## Work order
For this exercise, reproduce the entries below exactly, but only from the line containing "847L967 842L956 843L938" through the line containing "positive clicks: (471, 652)", both included.

## Data for review
┌──
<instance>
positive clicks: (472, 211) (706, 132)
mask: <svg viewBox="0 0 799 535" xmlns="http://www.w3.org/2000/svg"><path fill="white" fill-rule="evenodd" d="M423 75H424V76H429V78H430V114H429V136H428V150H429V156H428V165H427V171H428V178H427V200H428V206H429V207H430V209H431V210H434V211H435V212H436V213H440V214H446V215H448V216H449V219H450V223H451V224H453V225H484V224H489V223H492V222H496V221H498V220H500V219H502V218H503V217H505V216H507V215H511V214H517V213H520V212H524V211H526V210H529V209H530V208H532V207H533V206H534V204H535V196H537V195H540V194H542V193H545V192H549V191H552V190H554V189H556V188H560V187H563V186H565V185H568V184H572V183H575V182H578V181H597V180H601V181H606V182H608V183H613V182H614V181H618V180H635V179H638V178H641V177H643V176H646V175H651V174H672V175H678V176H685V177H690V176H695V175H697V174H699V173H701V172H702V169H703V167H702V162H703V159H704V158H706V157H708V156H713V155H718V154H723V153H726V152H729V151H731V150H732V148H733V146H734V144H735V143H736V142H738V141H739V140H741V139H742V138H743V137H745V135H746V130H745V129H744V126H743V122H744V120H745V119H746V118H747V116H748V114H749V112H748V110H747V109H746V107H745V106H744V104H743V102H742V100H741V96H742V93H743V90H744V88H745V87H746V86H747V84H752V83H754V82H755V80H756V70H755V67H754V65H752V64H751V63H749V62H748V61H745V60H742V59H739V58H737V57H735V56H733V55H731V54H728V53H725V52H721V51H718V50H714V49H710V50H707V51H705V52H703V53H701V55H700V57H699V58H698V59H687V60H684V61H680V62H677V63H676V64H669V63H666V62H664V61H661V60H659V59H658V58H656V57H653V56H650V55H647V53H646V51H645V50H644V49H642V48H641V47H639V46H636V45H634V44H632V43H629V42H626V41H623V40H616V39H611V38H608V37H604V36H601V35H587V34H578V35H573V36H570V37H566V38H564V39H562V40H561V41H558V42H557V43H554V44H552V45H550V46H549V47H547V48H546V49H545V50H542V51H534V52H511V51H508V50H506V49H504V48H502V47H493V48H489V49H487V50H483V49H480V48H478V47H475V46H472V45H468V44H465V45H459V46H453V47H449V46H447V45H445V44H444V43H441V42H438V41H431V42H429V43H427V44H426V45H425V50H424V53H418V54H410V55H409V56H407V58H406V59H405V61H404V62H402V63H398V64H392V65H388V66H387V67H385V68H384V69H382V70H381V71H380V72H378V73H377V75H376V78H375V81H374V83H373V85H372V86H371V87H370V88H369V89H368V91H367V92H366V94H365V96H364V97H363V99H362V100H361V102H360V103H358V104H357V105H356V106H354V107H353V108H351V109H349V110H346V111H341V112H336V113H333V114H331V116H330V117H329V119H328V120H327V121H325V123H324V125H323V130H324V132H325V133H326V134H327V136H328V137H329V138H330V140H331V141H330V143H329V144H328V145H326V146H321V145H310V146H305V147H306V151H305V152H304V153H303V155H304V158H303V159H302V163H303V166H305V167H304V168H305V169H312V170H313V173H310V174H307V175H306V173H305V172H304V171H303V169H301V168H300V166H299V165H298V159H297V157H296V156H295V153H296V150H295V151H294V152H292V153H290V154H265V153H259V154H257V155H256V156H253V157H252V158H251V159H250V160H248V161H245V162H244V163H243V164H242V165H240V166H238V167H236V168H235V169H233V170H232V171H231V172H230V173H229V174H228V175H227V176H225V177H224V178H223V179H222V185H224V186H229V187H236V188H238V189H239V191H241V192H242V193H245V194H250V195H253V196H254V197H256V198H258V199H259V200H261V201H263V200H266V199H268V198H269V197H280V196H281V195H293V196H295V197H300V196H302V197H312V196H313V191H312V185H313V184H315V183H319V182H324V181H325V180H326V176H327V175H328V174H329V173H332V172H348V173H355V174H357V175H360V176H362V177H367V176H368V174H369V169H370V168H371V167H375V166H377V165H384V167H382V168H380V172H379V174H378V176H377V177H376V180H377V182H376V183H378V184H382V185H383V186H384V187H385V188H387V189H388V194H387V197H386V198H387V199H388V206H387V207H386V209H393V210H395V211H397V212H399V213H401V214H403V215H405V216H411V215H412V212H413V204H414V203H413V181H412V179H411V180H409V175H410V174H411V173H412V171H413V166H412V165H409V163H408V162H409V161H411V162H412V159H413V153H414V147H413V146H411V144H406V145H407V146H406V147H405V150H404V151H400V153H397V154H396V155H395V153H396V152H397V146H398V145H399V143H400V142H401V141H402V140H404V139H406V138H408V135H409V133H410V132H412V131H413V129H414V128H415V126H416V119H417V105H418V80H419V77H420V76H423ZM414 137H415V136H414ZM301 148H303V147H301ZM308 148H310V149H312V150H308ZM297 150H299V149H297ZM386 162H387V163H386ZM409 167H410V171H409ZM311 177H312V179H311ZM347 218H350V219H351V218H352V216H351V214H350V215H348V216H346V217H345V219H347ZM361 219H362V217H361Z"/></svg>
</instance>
└──
┌──
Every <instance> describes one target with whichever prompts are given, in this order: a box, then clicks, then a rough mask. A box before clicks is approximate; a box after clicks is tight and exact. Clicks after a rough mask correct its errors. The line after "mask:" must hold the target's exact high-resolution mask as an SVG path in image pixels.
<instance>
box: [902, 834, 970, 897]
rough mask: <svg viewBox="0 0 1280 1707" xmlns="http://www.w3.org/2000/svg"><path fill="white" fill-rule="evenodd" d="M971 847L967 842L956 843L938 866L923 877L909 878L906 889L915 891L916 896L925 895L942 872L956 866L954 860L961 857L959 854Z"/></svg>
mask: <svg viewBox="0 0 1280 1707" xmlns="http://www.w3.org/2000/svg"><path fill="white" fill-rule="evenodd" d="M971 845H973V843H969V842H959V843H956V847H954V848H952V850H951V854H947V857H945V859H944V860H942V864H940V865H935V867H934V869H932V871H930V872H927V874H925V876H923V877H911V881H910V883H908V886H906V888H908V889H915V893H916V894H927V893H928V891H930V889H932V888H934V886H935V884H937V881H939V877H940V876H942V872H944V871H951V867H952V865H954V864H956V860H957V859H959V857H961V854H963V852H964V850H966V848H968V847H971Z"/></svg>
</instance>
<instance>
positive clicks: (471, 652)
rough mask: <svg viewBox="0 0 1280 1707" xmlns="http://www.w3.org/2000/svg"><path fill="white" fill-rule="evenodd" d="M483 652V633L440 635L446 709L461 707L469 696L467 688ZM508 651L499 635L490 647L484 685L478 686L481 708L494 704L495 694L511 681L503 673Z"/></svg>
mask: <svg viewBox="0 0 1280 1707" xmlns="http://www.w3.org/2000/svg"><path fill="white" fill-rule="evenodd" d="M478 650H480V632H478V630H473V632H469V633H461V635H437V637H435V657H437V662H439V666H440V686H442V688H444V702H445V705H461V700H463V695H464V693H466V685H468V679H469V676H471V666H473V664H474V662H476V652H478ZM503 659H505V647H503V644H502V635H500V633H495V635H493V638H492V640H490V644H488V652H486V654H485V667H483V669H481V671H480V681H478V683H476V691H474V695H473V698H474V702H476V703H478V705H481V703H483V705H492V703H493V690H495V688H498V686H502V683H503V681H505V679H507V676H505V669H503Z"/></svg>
└──
## Reply to the task
rough mask: <svg viewBox="0 0 1280 1707" xmlns="http://www.w3.org/2000/svg"><path fill="white" fill-rule="evenodd" d="M971 847L967 842L956 843L938 866L923 877L909 878L906 889L915 891L916 896L925 895L942 872L956 866L954 860L961 857L959 854Z"/></svg>
mask: <svg viewBox="0 0 1280 1707" xmlns="http://www.w3.org/2000/svg"><path fill="white" fill-rule="evenodd" d="M971 845H973V843H969V842H959V843H956V847H954V848H952V850H951V854H947V857H945V859H944V860H942V864H940V865H935V867H934V869H932V871H930V872H927V874H925V876H923V877H911V881H910V883H908V886H906V888H908V889H915V893H916V894H927V893H928V891H930V889H932V888H934V886H935V884H937V881H939V877H940V876H942V872H944V871H951V867H952V865H954V864H956V860H957V859H959V857H961V854H963V852H964V850H966V848H968V847H971Z"/></svg>
</instance>
<instance>
positive clicks: (471, 652)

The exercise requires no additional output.